- _INPUT_:
· · · · ·
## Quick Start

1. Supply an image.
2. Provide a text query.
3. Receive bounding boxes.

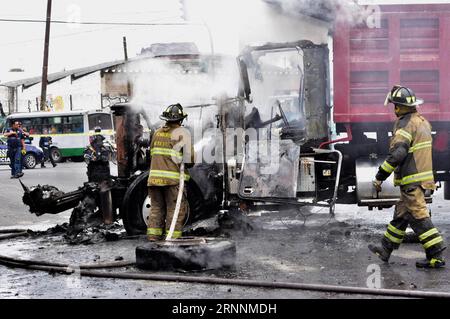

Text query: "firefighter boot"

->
[416,254,445,268]
[368,245,392,262]
[411,218,447,268]
[147,235,163,242]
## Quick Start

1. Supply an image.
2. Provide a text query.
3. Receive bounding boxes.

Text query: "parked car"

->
[0,136,44,169]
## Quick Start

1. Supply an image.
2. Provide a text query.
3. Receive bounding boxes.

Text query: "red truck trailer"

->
[333,4,450,208]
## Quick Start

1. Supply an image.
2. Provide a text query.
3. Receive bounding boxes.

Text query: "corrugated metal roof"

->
[0,60,125,88]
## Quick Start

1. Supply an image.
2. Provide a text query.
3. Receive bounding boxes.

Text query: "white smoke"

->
[128,56,239,125]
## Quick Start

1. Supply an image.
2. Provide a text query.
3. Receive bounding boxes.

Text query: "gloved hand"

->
[372,179,383,193]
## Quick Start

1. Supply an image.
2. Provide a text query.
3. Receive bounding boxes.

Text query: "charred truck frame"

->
[21,41,342,234]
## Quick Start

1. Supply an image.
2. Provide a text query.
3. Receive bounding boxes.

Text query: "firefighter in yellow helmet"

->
[147,104,194,241]
[369,86,446,268]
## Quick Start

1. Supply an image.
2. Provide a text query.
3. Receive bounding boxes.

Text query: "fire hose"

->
[0,256,450,298]
[166,162,184,240]
[0,229,30,240]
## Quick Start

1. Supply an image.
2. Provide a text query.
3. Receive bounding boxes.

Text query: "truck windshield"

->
[244,48,304,123]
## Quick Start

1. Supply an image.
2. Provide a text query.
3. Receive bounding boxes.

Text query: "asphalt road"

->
[0,163,450,299]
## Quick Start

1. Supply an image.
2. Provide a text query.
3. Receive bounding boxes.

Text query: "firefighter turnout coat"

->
[376,111,435,189]
[148,123,194,186]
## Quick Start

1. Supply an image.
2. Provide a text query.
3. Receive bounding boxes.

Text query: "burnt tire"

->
[136,238,236,271]
[120,171,150,236]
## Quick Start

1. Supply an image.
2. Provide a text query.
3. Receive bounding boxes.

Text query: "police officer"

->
[4,121,27,178]
[147,104,194,241]
[369,85,446,268]
[39,128,56,168]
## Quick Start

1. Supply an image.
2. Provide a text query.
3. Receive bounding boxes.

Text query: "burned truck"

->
[113,41,342,234]
[24,41,342,235]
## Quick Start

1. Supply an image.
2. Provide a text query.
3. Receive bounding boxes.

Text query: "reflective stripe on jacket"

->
[376,112,435,189]
[147,124,194,186]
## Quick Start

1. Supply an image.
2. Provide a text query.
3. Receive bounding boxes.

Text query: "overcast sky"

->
[0,0,450,82]
[0,0,214,82]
· · · · ·
- _WHAT IS BEING ASKED_: From the listing above, pull out every line that contains the word "firefighter".

- _ANSWER BELOW_:
Text query: "firefighter boot"
Text query: "firefighter in yellow helmet"
Text query: "firefighter turnout coat"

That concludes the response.